* _Directive_: Rewrite the data below as a numbered list with one line per entry, omitting any blank lines.

::::

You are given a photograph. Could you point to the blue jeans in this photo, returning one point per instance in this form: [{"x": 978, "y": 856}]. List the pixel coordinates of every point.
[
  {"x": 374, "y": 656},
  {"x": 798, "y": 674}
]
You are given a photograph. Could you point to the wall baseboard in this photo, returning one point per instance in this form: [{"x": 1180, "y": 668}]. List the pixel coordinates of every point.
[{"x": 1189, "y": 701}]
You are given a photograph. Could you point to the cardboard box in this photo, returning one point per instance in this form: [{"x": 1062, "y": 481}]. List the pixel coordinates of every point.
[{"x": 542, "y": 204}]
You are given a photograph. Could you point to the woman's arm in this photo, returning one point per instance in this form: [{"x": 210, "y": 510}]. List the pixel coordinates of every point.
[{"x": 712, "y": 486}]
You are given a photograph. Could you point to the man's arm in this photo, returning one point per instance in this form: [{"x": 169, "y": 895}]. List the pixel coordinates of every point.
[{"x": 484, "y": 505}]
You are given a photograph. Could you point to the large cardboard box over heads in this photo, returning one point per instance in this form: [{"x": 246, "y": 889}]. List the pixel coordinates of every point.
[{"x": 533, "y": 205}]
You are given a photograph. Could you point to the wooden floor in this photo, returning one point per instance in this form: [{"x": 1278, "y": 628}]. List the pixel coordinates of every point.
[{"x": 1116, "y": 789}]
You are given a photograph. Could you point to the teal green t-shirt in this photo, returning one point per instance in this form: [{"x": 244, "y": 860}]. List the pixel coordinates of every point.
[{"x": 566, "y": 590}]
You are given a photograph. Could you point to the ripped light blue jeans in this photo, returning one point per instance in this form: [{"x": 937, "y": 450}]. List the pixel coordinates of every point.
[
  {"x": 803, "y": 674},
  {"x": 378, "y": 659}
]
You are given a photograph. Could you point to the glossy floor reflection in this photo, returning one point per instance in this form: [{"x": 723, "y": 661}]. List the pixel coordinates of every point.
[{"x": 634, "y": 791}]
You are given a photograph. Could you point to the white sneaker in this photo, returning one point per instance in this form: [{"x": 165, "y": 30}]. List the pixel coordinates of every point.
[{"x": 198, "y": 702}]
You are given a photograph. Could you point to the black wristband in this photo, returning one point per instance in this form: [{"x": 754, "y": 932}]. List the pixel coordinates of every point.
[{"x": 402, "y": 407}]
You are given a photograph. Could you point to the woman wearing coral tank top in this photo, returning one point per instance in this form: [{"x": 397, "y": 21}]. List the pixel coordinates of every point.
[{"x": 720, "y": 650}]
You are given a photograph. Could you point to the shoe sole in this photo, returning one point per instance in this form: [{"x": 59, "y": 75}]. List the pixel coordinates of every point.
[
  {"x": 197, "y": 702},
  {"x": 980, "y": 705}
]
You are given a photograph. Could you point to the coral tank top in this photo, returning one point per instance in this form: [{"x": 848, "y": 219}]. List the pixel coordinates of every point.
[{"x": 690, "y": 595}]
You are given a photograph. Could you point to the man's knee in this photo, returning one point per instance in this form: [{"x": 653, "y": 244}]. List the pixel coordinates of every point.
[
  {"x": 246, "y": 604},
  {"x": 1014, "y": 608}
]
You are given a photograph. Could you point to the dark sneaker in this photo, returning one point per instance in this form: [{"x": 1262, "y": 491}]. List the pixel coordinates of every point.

::::

* _Task result_:
1. You are given a photograph. Could you point to the blue jeans in this photo, returning one point per instance in this form: [{"x": 978, "y": 856}]. List the pixel coordinates of every point.
2. [
3.   {"x": 374, "y": 656},
4.   {"x": 798, "y": 674}
5. ]
6. You are given a photograph. Could you point to the wall baseboard in this photo, returning one point per instance in this form: [{"x": 1180, "y": 668}]. List the pixel coordinates of every point.
7. [{"x": 1189, "y": 701}]
8. You are given a photograph. Could you point to the cardboard box in this photo, returning one point per instance in this form: [{"x": 1062, "y": 481}]. List the pixel coordinates of every point.
9. [{"x": 542, "y": 204}]
10. You are given a photograph. Could you point to the woman's arm in this photo, returning one point per instance in this form: [{"x": 210, "y": 510}]. List the pixel coordinates of every point.
11. [{"x": 712, "y": 486}]
12. You are given a photograph. Could you point to the man's arm in this photo, returning one point per instance in this form: [{"x": 169, "y": 895}]. List the pixel coordinates of every point.
13. [{"x": 484, "y": 505}]
14. You are given a photograph. Could you point to the large cardboard box over heads in this photo, returning one point per instance in this form: [{"x": 246, "y": 889}]. List the pixel coordinates of every point.
15. [{"x": 533, "y": 205}]
16. You are given a photograph. Could you point to the wooden floor in this photo, returning one point per instance in this form: [{"x": 1278, "y": 628}]. List the pixel coordinates of every point.
17. [{"x": 1116, "y": 789}]
18. You are given a photograph. Could you point to the teal green t-shirt in this photo, returning one point per instance in this form: [{"x": 244, "y": 860}]. List the pixel coordinates of every point.
19. [{"x": 566, "y": 590}]
20. You are given a photograph. Could you point to the ripped light blue jeans in this photo, returning one point per instance in this form: [{"x": 937, "y": 450}]. List the pixel coordinates of every point.
21. [
22.   {"x": 803, "y": 674},
23.   {"x": 378, "y": 659}
24. ]
25. You are given a photograph. Could you point to the glossy floor reflection in this photo, returning one point per instance in this form: [{"x": 723, "y": 661}]. List the pixel coordinates of every point.
26. [{"x": 634, "y": 791}]
27. You are given a photograph. Could you point to the white sneaker in this photo, returning one point per instance in this form: [{"x": 165, "y": 30}]. List the pixel coordinates of every point.
28. [{"x": 198, "y": 702}]
29. You are given a photograph. Could you point to the black wristband in this photo, returning one point per instance in this form: [{"x": 754, "y": 932}]. List the pixel coordinates of every point.
30. [{"x": 402, "y": 407}]
31. You are given a photograph. Could you point to the woman wearing coral tank top in this photo, returning one point per instance in this form: [{"x": 397, "y": 21}]. List the pixel coordinates of every point.
32. [{"x": 720, "y": 650}]
33. You are given a photograph. Could you point to the shoe sole in this photo, returning one point per instance in this form: [{"x": 59, "y": 75}]. List the pixel coordinates of every point.
34. [
35.   {"x": 197, "y": 702},
36.   {"x": 980, "y": 705}
37. ]
38. You are given a photograph. Could you point to the coral tank top in this photo, returning one point per instance in this form: [{"x": 848, "y": 219}]. List the pixel coordinates of every point.
39. [{"x": 690, "y": 595}]
40. You are given a photograph. Could you point to the man's knee in this photo, returning one point per instance in this form: [{"x": 653, "y": 244}]. List the pixel coordinates of every point.
41. [
42.   {"x": 246, "y": 604},
43.   {"x": 1014, "y": 608}
44. ]
45. You are given a photograph. Could you point to the dark sneaker in this photo, returning one point per instance in this form: [{"x": 1262, "y": 491}]. List the pixel coordinates of every point.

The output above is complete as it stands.